* [Required work]: Copy each line below that has "window".

[Opening Information shown section]

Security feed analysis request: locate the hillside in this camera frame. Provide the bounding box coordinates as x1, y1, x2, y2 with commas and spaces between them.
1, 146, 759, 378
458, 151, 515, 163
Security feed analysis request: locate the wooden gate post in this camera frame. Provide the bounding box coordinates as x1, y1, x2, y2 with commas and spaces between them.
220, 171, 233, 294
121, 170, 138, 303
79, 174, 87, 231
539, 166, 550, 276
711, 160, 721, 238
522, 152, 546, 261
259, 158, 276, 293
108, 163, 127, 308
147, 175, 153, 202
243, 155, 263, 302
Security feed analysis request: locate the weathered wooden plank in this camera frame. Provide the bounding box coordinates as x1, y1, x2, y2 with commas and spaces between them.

[Closing Information shown section]
[Opening Information shown section]

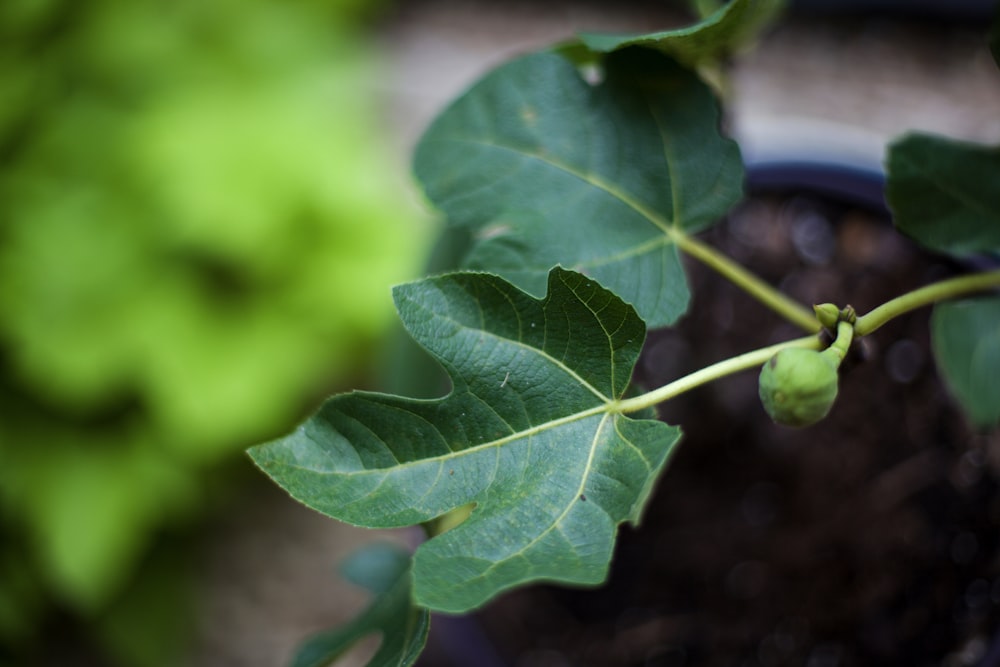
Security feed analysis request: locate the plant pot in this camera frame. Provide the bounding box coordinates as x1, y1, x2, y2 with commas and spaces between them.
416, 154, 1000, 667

[Closing Information shown section]
[Opening Information shown section]

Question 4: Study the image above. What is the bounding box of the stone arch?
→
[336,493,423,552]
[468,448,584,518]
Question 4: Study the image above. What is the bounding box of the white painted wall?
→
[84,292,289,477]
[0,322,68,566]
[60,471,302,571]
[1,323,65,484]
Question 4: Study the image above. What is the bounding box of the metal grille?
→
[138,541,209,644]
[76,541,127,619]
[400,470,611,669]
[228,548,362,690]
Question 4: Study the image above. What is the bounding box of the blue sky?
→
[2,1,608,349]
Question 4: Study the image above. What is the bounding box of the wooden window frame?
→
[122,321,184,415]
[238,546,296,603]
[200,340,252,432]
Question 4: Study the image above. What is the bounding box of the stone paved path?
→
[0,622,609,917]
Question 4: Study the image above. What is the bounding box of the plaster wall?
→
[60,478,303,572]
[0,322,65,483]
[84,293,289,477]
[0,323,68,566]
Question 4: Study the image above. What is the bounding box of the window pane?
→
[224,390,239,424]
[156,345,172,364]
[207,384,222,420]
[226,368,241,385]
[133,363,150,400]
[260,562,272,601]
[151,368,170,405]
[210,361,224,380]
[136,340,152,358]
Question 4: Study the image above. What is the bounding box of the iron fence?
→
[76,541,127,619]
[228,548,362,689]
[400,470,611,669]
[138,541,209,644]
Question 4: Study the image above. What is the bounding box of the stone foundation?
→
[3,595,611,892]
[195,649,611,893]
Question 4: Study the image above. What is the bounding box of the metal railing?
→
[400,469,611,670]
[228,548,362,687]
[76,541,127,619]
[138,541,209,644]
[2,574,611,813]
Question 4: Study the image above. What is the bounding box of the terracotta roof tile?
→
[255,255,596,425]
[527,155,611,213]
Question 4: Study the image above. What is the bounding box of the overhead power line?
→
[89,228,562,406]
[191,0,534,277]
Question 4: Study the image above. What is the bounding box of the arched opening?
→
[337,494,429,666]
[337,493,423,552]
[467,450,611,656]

[Closing Information shown section]

* [Solution]:
Question 4: Study the image above. What is the bounding box of the wooden window frame?
Question 4: Study the image above. What is the bounding box of the window pane?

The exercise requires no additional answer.